TASK DETAILS ▸ Every line of the material below that holds the string "handrail" should be copied.
**** ENTRIES SUPPLIED ****
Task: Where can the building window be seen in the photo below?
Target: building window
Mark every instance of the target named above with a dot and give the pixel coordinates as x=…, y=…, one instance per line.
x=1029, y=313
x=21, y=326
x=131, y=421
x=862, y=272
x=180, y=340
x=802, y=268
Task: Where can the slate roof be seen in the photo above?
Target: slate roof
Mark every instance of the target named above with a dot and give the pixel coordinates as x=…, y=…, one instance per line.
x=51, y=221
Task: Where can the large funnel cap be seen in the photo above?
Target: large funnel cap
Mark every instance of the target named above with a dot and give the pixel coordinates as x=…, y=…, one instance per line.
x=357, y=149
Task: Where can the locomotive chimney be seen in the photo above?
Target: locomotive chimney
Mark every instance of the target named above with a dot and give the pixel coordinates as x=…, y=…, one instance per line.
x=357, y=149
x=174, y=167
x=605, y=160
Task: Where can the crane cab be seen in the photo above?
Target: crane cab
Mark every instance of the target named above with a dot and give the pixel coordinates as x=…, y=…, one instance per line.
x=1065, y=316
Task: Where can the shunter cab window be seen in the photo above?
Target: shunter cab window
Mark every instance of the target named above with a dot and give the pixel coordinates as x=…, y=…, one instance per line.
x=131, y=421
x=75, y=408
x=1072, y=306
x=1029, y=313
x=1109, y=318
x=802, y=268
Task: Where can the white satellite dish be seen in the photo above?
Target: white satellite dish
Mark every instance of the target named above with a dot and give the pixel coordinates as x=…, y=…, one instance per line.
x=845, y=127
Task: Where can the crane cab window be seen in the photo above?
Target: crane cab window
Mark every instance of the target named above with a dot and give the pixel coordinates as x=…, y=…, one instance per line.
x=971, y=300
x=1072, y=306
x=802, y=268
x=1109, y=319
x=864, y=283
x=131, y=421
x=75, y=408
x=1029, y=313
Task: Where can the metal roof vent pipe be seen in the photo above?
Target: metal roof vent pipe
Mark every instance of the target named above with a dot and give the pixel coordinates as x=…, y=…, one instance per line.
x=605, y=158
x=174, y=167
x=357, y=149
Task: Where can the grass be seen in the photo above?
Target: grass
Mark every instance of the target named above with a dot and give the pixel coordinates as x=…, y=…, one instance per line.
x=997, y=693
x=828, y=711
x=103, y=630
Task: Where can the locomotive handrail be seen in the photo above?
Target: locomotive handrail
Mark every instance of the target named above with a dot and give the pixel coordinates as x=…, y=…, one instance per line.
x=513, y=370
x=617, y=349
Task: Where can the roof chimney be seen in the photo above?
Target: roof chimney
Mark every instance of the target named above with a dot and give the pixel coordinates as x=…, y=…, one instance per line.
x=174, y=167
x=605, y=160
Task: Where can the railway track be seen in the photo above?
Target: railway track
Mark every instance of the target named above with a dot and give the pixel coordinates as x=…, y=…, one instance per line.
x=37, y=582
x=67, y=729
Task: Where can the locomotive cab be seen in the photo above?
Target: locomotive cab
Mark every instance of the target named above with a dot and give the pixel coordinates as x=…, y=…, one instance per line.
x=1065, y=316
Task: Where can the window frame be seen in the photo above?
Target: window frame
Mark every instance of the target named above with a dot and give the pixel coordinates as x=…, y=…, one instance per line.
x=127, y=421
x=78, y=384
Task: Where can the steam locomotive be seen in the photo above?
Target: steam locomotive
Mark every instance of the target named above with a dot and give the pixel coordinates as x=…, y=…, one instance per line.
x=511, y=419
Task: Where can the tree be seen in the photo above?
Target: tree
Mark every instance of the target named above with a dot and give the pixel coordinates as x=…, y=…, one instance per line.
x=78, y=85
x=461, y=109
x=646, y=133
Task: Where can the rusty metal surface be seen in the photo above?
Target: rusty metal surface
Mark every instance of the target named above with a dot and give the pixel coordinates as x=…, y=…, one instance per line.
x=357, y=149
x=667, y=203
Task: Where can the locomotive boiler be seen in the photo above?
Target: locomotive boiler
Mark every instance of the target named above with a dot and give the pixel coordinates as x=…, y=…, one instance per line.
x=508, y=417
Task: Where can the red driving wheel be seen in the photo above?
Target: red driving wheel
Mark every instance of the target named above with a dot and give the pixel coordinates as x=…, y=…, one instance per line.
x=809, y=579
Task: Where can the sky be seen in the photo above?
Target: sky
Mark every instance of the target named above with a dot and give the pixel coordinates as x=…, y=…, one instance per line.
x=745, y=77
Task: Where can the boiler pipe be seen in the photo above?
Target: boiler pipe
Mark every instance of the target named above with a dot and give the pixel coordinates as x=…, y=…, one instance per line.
****
SOLUTION ▸
Task: Where can the locomotive handrail be seen in the photo above?
Target: locomotive handrail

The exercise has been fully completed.